STATED GOAL: Rewrite everything from the start of the rows below down to the line containing "pixel 245 490", keeping every line and adding -72 to each coordinate number in the answers.

>> Begin DATA FOR THE TASK

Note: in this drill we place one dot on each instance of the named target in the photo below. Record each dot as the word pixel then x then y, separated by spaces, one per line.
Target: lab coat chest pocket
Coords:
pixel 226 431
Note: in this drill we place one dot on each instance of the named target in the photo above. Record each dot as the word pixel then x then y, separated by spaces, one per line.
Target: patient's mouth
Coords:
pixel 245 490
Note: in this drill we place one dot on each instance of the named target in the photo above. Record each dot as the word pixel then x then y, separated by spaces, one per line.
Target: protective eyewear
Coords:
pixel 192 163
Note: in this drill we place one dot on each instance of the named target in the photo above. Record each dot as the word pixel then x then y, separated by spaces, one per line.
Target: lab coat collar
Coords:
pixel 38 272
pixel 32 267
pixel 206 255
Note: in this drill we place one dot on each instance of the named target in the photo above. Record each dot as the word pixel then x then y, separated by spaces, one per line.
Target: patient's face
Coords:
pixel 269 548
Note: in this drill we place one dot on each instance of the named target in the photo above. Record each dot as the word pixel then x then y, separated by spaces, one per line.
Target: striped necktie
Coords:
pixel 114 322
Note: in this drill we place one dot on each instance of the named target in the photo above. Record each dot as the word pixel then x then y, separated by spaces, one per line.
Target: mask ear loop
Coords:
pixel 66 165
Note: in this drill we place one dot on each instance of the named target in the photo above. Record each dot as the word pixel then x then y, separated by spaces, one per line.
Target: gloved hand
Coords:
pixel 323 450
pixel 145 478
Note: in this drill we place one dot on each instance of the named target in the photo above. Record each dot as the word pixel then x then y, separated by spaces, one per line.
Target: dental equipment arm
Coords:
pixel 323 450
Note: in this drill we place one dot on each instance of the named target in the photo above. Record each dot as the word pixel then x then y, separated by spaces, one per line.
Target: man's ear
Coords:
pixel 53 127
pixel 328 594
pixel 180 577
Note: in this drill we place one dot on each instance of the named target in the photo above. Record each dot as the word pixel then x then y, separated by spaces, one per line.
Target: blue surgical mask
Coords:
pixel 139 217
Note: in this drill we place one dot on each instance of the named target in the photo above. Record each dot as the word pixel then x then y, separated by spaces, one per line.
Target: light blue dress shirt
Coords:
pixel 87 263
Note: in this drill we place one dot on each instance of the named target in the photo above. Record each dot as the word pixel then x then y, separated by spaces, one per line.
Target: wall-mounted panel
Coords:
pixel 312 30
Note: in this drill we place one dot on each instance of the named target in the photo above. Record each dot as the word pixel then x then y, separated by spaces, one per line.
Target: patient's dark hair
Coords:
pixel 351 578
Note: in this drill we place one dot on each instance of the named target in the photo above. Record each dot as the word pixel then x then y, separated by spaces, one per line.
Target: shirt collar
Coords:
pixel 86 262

>> End DATA FOR THE TASK

REPLY TO THE EXERCISE:
Note: in this drill we place one dot on each instance of the named target in the photo below. Record each dot as the word pixel then x then y, separated by spaces, one per line.
Target: lab coat chest pocket
Coords:
pixel 154 359
Note: in this drill we place one dot on each instance of the named target in the photo above. Record each dot as the word pixel then x then y, separated by spaces, one per line.
Target: patient's mouth
Coords:
pixel 173 418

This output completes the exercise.